• _ASSIGNMENT_
Could you filter the records below and keep only the lines with the word "concrete"?

.....

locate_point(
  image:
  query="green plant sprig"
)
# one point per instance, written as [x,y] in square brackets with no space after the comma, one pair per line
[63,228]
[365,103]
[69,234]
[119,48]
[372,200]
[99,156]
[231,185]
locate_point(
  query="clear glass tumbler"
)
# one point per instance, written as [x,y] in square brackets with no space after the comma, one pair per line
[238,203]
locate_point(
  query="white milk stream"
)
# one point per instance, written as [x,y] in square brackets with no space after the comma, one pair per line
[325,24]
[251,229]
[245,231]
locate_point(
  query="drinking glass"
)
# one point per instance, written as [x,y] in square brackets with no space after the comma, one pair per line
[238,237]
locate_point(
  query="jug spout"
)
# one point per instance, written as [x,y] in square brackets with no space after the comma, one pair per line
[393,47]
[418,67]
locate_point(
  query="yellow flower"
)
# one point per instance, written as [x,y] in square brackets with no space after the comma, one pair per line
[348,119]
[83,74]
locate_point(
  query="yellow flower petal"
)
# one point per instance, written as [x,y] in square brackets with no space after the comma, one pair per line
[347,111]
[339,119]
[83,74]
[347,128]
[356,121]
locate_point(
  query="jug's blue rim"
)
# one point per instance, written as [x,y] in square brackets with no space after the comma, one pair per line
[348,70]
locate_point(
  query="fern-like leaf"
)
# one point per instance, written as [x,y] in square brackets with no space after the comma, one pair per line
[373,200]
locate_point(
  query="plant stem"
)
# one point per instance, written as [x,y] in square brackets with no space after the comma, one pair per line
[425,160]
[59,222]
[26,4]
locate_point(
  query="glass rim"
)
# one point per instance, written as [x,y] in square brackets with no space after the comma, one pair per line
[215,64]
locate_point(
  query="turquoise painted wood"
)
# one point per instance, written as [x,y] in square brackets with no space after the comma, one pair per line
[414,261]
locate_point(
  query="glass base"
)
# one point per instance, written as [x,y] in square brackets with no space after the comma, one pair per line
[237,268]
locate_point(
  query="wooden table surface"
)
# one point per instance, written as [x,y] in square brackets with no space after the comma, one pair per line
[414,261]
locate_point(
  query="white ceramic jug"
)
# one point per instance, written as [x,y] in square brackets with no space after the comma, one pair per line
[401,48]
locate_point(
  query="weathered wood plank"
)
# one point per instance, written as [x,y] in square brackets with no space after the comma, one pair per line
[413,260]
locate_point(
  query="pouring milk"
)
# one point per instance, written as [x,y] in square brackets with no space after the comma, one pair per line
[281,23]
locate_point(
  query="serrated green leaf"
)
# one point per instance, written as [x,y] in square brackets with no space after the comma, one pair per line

.....

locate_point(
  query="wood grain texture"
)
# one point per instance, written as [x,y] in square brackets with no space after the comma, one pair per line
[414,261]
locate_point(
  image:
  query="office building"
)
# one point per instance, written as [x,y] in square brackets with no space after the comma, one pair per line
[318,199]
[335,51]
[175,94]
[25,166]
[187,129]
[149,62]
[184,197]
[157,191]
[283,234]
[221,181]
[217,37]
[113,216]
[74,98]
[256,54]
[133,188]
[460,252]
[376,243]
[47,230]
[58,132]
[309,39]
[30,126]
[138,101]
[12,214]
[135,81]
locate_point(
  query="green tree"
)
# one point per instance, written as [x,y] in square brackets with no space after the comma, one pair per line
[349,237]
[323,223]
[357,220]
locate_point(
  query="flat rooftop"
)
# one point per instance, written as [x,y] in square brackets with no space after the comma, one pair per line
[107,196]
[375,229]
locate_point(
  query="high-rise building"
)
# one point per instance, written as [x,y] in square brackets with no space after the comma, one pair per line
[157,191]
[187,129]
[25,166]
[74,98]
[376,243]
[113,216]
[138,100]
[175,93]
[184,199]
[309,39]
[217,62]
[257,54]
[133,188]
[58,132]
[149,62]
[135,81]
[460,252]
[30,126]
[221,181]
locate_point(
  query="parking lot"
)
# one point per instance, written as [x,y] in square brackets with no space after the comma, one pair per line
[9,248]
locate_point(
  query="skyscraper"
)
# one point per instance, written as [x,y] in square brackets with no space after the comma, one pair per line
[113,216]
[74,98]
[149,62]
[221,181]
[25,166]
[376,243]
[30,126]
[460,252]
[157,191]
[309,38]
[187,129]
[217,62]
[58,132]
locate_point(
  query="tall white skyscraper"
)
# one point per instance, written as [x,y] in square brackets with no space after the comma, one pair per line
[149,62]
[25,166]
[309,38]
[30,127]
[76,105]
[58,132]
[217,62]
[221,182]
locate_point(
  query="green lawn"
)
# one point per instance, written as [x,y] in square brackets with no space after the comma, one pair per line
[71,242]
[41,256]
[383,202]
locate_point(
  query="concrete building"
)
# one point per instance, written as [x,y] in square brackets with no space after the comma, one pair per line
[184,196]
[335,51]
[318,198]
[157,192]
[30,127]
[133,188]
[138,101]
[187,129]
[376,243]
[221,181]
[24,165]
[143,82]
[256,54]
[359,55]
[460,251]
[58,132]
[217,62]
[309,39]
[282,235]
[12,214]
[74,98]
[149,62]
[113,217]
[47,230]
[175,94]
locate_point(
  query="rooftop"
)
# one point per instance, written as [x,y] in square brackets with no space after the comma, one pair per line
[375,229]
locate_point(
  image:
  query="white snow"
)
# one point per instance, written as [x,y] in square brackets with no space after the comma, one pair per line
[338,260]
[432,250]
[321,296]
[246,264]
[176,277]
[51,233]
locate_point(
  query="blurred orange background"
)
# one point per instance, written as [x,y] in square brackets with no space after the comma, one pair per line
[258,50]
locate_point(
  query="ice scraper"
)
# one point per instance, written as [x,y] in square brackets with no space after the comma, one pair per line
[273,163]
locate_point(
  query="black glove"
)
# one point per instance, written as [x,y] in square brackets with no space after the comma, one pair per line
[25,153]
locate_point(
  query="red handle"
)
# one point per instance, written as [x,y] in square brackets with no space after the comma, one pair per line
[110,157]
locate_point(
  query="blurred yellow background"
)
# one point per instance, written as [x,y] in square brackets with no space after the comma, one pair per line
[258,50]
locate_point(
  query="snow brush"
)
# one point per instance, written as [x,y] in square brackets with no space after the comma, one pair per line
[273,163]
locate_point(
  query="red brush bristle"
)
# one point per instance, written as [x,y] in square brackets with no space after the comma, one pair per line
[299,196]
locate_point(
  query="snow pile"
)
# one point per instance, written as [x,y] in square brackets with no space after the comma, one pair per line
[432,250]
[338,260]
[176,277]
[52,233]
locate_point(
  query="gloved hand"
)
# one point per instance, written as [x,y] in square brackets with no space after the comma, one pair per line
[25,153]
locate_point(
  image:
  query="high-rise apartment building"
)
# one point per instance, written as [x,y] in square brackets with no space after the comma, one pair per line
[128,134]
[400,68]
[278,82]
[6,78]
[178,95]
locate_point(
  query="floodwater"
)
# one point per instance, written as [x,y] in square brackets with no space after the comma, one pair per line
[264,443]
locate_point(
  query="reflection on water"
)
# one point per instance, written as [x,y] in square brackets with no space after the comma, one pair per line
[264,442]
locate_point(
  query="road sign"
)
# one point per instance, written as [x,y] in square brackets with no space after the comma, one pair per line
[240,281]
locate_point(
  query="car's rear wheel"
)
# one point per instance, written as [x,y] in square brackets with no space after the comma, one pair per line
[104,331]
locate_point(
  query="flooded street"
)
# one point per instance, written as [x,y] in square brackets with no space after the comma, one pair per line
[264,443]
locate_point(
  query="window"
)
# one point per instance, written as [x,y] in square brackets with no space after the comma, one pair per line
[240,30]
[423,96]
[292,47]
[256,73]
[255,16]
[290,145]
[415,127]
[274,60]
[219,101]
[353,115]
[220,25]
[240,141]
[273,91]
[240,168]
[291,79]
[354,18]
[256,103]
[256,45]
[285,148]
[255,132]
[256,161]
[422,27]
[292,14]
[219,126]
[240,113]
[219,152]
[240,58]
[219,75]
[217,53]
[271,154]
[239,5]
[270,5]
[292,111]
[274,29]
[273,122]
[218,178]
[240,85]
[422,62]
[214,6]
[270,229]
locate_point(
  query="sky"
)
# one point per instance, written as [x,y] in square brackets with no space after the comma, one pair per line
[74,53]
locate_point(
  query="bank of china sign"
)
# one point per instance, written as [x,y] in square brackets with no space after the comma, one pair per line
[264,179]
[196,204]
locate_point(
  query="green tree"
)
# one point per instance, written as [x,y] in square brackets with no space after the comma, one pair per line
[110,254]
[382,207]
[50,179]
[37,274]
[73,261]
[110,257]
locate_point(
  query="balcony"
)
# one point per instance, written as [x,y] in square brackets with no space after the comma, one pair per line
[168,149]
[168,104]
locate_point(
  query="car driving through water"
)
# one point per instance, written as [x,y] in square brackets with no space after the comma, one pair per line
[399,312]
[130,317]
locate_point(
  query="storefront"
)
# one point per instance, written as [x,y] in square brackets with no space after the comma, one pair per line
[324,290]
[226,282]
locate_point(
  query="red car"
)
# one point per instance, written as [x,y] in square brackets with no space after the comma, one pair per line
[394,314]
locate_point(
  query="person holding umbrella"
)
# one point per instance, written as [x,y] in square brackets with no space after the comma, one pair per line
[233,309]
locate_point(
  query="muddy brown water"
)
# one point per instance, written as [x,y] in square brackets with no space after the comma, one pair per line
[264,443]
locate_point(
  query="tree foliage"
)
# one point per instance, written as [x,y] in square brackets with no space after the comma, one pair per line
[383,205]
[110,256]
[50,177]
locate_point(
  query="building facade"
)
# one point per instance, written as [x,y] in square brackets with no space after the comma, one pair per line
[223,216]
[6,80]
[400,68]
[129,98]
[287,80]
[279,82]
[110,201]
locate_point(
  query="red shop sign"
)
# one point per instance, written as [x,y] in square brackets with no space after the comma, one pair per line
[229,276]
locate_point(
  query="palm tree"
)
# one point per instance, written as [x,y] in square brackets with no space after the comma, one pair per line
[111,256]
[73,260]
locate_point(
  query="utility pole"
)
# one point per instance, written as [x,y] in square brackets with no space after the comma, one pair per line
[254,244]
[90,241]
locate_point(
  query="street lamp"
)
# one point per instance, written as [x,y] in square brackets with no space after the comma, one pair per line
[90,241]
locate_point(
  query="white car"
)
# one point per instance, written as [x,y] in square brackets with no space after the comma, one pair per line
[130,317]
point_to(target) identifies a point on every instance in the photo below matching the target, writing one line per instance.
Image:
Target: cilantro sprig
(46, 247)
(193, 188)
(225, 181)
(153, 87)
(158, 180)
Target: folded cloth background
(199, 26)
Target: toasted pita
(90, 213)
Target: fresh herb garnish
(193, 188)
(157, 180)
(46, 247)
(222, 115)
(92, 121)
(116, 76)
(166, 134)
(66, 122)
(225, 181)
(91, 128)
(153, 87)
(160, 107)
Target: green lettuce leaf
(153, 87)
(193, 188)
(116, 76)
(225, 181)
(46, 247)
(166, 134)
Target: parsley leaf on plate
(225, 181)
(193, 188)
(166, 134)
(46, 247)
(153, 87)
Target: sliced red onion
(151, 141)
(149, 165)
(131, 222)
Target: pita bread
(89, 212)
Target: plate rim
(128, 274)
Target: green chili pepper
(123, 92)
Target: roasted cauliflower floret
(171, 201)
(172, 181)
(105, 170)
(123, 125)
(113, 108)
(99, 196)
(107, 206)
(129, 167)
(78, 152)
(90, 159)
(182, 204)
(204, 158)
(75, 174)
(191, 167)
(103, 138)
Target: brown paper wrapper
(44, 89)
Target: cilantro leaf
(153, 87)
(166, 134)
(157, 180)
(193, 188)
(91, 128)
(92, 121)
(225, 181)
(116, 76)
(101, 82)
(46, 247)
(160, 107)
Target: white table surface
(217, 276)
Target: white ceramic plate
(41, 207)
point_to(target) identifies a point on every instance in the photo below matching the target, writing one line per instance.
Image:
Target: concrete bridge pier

.....

• _SOLUTION BELOW_
  query="concrete building"
Target: concrete bridge pier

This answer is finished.